## THE TASK
Recast the listing below as a Markdown table with the columns Row and Entry, where each line gets a row number and blank lines are left out. Start at the line that contains "Task: For every instance of the cloudy" and continue through the end of the listing.

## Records
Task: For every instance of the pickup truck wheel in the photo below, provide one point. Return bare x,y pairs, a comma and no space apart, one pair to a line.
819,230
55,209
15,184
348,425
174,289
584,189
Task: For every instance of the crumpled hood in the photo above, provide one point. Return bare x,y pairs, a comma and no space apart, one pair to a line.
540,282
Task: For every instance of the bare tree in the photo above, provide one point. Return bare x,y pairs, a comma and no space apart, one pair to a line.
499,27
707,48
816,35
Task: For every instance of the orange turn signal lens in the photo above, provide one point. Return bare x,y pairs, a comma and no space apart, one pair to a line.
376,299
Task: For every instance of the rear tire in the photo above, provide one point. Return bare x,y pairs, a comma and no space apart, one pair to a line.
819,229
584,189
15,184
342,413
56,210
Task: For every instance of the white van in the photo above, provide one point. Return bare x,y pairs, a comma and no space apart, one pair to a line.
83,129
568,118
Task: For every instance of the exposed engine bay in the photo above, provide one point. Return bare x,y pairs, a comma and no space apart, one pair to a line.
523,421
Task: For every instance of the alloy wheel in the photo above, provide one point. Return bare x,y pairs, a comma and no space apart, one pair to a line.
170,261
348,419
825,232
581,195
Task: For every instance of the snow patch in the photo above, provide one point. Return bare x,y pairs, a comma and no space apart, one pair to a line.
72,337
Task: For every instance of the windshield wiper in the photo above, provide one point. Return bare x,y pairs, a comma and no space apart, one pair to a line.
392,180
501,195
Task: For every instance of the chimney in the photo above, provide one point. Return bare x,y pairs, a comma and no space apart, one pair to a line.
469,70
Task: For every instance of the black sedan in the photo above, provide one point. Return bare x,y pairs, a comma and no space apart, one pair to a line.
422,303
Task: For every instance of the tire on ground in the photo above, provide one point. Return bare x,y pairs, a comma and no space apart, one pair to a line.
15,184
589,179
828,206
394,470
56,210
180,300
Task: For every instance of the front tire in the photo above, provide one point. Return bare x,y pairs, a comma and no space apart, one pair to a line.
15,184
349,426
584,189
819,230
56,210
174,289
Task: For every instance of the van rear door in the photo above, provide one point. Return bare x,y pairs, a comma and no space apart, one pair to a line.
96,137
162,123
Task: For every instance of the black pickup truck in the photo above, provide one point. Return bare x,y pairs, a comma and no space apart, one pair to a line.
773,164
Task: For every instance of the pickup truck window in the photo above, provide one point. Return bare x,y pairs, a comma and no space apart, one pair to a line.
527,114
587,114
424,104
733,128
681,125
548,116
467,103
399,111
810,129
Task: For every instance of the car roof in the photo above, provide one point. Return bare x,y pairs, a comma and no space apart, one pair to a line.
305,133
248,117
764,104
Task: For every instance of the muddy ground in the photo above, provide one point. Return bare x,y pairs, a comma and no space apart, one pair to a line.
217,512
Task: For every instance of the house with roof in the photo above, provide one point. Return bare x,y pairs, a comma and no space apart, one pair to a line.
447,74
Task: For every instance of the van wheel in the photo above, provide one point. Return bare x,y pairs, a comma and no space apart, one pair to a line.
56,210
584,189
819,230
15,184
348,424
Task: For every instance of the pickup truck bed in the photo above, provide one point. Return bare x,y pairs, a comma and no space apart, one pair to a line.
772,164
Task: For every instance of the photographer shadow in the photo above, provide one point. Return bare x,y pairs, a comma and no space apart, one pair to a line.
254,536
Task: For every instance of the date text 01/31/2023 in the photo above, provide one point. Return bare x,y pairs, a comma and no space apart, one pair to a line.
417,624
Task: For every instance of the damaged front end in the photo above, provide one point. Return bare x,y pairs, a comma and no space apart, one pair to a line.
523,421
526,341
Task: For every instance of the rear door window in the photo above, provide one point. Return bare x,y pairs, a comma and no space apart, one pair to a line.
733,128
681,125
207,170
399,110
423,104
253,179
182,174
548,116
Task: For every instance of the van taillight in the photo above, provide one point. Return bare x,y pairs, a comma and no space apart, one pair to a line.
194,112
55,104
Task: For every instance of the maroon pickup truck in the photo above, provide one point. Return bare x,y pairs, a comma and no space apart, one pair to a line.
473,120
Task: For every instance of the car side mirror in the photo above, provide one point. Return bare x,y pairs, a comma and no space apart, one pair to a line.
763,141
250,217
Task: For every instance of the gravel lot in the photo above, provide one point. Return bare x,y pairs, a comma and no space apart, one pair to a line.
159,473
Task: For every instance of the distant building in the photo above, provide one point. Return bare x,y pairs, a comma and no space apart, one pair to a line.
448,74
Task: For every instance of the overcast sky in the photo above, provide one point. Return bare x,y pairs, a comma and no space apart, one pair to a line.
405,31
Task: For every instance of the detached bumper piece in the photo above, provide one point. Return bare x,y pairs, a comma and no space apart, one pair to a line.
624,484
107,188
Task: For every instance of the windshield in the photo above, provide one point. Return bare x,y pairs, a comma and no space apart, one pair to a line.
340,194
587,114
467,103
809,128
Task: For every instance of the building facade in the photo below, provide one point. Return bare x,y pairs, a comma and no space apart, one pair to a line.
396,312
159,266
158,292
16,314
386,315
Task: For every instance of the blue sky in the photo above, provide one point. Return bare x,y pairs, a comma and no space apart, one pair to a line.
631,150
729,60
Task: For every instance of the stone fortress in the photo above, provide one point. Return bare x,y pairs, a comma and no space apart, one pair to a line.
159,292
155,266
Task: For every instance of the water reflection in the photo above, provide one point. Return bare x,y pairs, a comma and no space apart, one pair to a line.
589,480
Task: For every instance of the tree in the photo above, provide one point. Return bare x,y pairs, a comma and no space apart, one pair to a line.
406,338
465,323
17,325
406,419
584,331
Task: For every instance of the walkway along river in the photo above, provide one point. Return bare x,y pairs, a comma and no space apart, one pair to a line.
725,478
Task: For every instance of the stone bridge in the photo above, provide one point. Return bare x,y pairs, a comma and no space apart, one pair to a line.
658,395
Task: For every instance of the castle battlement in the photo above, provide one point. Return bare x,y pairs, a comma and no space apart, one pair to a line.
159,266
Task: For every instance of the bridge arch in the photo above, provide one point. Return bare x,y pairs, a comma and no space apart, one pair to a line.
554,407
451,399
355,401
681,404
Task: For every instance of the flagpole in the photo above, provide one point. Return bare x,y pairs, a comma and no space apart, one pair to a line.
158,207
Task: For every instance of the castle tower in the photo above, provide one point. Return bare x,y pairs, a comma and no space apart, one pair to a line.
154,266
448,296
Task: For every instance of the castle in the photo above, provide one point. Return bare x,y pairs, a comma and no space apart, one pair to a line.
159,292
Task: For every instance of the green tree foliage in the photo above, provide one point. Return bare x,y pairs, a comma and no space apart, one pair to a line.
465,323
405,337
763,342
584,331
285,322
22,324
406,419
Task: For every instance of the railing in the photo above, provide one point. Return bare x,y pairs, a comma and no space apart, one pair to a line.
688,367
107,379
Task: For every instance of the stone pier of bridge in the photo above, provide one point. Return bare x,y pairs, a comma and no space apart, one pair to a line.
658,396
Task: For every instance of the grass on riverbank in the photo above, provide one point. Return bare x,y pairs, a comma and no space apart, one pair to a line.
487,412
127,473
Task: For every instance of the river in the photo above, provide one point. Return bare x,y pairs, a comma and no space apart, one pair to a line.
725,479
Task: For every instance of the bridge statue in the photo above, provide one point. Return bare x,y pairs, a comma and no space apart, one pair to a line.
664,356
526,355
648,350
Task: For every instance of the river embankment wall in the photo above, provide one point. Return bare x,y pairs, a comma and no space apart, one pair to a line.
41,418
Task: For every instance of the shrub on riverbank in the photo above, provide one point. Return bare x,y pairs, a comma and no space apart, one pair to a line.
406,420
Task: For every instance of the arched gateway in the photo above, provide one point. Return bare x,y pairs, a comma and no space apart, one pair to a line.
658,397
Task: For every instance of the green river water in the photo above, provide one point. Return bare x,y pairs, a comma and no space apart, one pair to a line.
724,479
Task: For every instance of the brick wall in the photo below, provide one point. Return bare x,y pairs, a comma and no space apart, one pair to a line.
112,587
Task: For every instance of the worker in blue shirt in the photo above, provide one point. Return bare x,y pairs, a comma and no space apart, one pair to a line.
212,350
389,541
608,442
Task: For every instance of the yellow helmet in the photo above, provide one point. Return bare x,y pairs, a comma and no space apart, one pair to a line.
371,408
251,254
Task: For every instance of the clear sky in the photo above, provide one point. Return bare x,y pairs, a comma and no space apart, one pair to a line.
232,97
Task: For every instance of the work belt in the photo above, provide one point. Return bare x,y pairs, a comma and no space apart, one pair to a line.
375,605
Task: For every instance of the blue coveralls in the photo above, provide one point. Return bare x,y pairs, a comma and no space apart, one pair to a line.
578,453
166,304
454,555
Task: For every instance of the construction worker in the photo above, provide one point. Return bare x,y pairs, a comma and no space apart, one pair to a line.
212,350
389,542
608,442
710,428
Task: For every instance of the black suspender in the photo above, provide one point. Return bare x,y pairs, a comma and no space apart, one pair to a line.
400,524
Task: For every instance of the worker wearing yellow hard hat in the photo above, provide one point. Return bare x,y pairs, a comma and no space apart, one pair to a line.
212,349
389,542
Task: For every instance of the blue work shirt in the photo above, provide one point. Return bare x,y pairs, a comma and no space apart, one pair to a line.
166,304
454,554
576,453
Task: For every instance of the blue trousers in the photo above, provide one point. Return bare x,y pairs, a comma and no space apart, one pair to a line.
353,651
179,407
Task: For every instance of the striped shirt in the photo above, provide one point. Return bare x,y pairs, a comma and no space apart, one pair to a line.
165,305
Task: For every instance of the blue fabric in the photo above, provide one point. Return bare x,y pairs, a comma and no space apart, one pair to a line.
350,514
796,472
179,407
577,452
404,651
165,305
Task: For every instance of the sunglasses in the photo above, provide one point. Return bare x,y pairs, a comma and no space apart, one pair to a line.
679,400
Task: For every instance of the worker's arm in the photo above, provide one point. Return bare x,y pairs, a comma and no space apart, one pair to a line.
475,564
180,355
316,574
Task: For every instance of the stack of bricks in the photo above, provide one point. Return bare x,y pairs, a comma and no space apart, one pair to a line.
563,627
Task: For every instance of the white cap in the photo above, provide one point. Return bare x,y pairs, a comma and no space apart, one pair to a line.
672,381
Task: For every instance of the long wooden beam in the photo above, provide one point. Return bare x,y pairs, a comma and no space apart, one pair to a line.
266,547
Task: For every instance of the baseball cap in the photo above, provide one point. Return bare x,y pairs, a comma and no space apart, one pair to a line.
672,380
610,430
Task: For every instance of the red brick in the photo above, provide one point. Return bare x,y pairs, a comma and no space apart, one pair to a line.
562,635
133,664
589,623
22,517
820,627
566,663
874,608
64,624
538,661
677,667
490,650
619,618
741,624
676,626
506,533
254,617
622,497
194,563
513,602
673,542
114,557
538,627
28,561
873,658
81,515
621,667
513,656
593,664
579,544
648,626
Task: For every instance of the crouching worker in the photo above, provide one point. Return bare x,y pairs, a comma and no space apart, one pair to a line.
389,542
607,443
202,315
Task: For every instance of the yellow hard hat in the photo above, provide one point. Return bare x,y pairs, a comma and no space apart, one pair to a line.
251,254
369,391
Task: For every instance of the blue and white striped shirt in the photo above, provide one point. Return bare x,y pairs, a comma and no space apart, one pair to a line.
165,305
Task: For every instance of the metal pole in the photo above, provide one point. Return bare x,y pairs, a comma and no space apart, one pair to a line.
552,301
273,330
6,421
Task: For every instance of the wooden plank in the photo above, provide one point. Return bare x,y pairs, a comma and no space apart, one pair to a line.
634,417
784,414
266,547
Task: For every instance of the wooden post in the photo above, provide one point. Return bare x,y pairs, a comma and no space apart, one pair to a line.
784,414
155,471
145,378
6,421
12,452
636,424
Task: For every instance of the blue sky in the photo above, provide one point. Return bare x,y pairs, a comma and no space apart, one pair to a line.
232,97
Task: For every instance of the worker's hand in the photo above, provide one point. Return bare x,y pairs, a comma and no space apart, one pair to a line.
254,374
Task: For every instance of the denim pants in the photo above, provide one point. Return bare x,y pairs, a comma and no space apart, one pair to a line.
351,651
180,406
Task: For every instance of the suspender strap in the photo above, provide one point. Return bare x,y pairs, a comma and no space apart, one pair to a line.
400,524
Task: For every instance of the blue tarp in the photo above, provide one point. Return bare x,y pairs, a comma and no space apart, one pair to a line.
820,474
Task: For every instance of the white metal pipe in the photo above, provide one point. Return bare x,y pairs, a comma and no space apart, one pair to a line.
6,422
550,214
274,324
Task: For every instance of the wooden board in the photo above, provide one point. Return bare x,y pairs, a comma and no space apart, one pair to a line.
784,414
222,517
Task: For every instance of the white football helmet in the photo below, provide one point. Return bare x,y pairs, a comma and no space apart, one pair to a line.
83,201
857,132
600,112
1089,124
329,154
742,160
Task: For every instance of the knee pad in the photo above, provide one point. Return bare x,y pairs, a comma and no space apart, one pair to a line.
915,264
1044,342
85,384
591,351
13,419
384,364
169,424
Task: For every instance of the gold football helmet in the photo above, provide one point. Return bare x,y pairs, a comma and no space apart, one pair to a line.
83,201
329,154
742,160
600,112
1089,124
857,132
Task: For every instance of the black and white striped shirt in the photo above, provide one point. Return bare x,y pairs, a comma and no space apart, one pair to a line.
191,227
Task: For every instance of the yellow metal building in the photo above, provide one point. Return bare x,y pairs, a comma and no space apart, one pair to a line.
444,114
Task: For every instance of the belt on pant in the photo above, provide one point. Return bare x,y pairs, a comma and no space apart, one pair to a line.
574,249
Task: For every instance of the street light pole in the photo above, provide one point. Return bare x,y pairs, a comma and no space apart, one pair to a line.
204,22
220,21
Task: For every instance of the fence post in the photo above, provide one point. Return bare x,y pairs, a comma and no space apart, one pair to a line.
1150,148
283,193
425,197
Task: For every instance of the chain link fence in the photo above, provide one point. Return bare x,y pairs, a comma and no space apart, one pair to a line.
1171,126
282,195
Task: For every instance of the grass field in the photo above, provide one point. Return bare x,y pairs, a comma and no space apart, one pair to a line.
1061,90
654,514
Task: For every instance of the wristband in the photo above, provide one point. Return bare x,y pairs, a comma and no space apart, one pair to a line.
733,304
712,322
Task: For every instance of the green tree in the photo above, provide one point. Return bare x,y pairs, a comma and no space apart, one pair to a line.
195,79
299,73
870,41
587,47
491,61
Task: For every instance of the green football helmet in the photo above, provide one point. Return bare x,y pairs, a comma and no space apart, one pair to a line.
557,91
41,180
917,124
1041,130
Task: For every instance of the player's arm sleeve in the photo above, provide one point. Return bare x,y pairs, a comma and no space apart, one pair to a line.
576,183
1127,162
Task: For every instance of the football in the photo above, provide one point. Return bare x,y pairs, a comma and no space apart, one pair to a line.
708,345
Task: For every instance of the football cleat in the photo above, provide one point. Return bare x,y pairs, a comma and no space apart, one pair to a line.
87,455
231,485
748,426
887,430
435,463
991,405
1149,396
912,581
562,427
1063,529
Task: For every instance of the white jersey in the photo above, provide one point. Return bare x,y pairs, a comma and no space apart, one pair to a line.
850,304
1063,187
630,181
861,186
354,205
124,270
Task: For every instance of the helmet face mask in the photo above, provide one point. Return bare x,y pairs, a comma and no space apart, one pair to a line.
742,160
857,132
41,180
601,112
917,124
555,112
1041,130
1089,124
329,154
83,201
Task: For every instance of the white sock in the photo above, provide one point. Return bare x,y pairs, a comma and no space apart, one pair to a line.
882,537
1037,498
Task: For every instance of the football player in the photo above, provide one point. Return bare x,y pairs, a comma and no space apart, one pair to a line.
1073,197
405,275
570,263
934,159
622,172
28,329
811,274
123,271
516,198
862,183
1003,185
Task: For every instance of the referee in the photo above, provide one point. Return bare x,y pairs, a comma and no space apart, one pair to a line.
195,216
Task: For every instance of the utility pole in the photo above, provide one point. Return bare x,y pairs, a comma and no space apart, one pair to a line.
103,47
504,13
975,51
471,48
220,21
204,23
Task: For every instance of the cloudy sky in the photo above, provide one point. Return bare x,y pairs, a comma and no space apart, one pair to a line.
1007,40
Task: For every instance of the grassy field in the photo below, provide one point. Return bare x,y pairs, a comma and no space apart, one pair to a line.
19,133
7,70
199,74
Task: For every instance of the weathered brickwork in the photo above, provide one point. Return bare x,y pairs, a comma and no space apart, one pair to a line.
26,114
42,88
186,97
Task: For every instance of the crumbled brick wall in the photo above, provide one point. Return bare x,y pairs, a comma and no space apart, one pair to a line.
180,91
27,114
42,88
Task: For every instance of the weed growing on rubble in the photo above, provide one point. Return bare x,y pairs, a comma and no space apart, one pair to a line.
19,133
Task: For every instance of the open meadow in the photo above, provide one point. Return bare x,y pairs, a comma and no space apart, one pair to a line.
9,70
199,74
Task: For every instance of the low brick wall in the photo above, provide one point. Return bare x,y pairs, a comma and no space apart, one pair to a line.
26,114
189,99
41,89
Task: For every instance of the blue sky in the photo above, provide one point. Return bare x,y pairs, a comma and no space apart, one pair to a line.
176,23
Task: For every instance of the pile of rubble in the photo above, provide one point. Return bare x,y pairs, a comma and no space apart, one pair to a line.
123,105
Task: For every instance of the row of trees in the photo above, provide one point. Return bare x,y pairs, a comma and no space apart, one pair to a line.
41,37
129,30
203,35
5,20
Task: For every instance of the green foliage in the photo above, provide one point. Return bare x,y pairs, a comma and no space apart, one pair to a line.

## OUTPUT FOR THIS EXERCISE
| Row | Entry |
|---|---|
| 1 | Task: For every instance of the cloudy sky in the photo above, provide one point. Return bare x,y pairs, a comma and no space apart, one pair to a line. |
| 2 | 1007,40 |
| 3 | Task: For every instance of the grassy field in the photo below, provide one point. Return bare x,y pairs, a comma and no space apart, one pair to a line. |
| 4 | 19,133 |
| 5 | 7,70 |
| 6 | 199,74 |
| 7 | Task: For every instance of the weathered brickwork in the photo above, provide one point. Return bare x,y pairs, a comma and no space apart, one pair to a line. |
| 8 | 26,114 |
| 9 | 42,88 |
| 10 | 186,97 |
| 11 | Task: For every instance of the crumbled brick wall in the photo above, provide one point. Return bare x,y pairs, a comma and no space apart, one pair to a line. |
| 12 | 180,91 |
| 13 | 27,114 |
| 14 | 42,88 |
| 15 | Task: For every instance of the weed growing on rubble in the photo above, provide one point. Return bare x,y pairs, a comma and no space apart, one pair to a line. |
| 16 | 19,133 |
| 17 | Task: For every instance of the open meadow in the photo above, provide one point. Return bare x,y pairs, a comma and no space apart, one pair to a line. |
| 18 | 9,70 |
| 19 | 199,74 |
| 20 | Task: For every instance of the low brick wall in the photo above, provide one point. Return bare x,y pairs, a comma and no space apart, one pair to a line. |
| 21 | 26,114 |
| 22 | 189,99 |
| 23 | 41,89 |
| 24 | Task: For every instance of the blue sky in the photo above, provide one point. Return bare x,y pairs, a comma and no space apart, one pair to a line. |
| 25 | 176,23 |
| 26 | Task: For every instance of the pile of rubble in the photo above, provide one point. Return bare x,y pairs, a comma and no space apart, one pair to a line. |
| 27 | 123,105 |
| 28 | Task: For every instance of the row of trees in the photo above, provide one point. Return bare x,y pairs, a comma and no space apart, one pair to a line. |
| 29 | 41,37 |
| 30 | 129,30 |
| 31 | 203,35 |
| 32 | 5,20 |
| 33 | Task: For every instance of the green foliage in the photo above, provide one point. Return bare x,y pairs, a comma and no space apart, one pair to a line. |